___ DOCUMENT SECTION ___

The Writing on Your “Wall”

When I was still on Facebook, I used to post a video of Sean Parker admitting that the founders of that site and other popular social media applications used basic psychology to trap users. I didn’t post the video to announce how much smarter and in control I was compared to fellow Facebook users (I was part of the dimwitted masses), but as far as I know, Parker was one of the first to come out and say, “Here’s what we did, and why we did it, and now I think it wasn’t a good idea.”

I finally left Facebook for good about six months ago, and even though at that point it wasn’t really a major factor as far as daily time wasted, I just didn’t want it to be a part of my day at all. So now it isn’t.

I think people forget how much we used to get done before Facebook, Twitter, Instagram, and all the shitty “look at me dance” video apps that I won’t mention by name. It’s laughable. And you’re an idiot if you’re an avid user. Be honest with yourself.

Unless you’re a teenager, there is a strong possibility you still remember the world before social media. Media manipulation and mass advertising came through television, print, and whatever websites you visited, but there was still a disconnect. An on/off button existed, because our phones weren’t yet super-computers. YouTube and Google and the rest of the apps weren’t constantly shaking hands to keep us connected and scrolling.

In my thirties, the apps were there, they just didn’t really do much. It was cool to see what some people were up to, but nothing really came of it. About a year ago, everyone became an epidemiologist. Then a political expert. I had already seen that movie a few times before, though. Every American election cycle gives voice to psychological bias and unchecked stupidity. This one was a little bit worse. So 2020 was the last gasp for me. I cannot believe the amount of idiocy propagated through media designed to exploit the masses. It’s a shame I was ever a part of it. Soon, I will retire from the other apps too.

No more people whining and not doing anything about their unhappiness, which was magnified by the app through which they are whining.

No more dipshit morons wringing their hands about “the state of things” in which they barely participate. Hunching over a keyboard with poorly-research “facts” doesn’t count, Username.

No more glamourous influencers jamming their piece-of-shit products down my throat. No more subpar music clogging my brainwaves while some hip waif styles the freshest drip in the latest colorway. Those shoes came out when I was a kid, my guy, and they were fifty dollars cheaper. But yeah, please let me get them in bright green or orange.

___ PROVIDED INFORMATION ___

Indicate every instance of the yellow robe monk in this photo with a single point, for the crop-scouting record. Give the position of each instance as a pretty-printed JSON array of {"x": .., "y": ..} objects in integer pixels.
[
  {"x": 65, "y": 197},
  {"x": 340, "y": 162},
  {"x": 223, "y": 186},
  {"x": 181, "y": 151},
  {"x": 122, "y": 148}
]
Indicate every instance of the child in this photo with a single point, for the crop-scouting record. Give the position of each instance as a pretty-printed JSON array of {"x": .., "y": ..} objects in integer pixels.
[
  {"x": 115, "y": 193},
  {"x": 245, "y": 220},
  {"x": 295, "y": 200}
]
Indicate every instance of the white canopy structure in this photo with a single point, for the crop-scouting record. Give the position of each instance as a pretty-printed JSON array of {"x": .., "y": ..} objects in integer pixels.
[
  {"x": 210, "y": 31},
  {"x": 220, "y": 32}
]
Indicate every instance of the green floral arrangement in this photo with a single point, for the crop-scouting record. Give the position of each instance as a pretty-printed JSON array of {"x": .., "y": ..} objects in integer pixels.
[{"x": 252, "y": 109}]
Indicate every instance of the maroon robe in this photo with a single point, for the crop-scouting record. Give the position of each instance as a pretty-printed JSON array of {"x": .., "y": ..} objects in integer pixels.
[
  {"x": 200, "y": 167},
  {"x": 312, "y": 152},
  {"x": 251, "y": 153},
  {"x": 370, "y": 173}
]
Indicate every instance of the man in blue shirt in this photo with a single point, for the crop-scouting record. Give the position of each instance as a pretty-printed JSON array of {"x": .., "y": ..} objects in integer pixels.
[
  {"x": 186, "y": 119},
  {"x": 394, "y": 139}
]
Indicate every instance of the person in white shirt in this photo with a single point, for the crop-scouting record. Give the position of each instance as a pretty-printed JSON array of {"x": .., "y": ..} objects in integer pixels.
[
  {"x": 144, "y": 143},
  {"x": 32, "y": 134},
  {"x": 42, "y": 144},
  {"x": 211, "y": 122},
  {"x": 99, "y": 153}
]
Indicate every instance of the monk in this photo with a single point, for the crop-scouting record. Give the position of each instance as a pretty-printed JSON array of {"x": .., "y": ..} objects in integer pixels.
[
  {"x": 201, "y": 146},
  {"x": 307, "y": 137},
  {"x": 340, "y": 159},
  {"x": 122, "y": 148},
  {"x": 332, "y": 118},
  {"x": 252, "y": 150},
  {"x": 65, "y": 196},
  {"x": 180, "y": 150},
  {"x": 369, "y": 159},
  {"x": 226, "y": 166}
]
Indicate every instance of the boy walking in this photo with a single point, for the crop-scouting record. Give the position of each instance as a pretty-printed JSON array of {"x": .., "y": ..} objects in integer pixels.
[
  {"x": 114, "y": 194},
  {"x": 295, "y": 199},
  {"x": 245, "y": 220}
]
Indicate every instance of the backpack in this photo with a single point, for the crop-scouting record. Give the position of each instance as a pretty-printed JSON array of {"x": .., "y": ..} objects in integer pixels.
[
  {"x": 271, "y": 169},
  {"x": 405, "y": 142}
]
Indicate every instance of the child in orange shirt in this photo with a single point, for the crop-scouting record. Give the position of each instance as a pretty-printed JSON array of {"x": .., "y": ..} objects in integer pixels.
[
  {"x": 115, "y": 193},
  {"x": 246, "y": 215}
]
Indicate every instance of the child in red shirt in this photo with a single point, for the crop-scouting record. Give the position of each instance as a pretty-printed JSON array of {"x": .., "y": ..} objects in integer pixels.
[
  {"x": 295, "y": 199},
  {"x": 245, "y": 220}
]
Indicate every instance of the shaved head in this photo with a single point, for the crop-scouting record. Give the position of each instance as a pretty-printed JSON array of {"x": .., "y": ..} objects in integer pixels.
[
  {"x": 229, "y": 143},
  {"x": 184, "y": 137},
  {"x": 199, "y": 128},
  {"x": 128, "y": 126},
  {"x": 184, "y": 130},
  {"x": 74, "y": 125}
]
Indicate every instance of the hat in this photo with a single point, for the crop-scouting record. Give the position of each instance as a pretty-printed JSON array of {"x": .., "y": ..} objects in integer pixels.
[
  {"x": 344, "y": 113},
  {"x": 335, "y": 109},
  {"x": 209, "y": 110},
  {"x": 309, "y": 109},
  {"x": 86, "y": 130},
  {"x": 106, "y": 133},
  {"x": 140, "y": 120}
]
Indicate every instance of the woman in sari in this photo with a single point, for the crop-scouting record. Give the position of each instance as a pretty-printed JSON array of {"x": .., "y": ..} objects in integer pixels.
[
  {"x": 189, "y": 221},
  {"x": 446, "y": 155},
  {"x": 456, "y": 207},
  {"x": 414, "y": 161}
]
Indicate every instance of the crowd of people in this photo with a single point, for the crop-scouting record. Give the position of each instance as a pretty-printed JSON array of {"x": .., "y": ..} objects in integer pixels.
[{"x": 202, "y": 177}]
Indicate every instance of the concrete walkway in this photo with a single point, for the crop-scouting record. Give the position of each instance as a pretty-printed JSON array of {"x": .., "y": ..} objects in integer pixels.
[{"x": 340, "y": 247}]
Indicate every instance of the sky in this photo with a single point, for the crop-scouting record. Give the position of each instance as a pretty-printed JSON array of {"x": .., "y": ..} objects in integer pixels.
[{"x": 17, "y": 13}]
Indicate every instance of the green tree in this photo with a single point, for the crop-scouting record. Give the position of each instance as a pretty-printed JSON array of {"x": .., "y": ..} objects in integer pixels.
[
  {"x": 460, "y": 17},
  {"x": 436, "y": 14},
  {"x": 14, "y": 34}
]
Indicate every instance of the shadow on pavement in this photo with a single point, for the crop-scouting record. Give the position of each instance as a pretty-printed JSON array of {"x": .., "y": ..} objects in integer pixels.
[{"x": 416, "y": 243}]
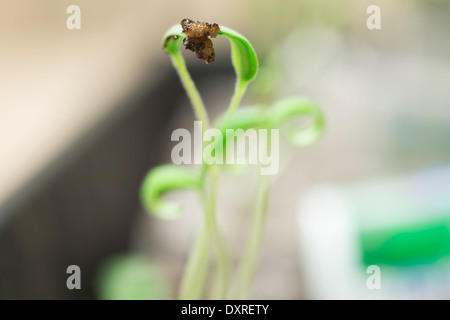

___

_STATED PROBLEM 1:_ List every app or website that the post on leaving social media names explicitly.
_STATED PROBLEM 2:_ In the post on leaving social media, reproduce everything from "In my thirties, the" down to "they are whining.", changing "political expert" to "constitutional scholar".

_FINAL ANSWER 1:_ Facebook, Twitter, Instagram, YouTube, Google

_FINAL ANSWER 2:_
In my thirties, the apps were there, they just didn’t really do much. It was cool to see what some people were up to, but nothing really came of it. About a year ago, everyone became an epidemiologist. Then a constitutional scholar. I had already seen that movie a few times before, though. Every American election cycle gives voice to psychological bias and unchecked stupidity. This one was a little bit worse. So 2020 was the last gasp for me. I cannot believe the amount of idiocy propagated through media designed to exploit the masses. It’s a shame I was ever a part of it. Soon, I will retire from the other apps too.

No more people whining and not doing anything about their unhappiness, which was magnified by the app through which they are whining.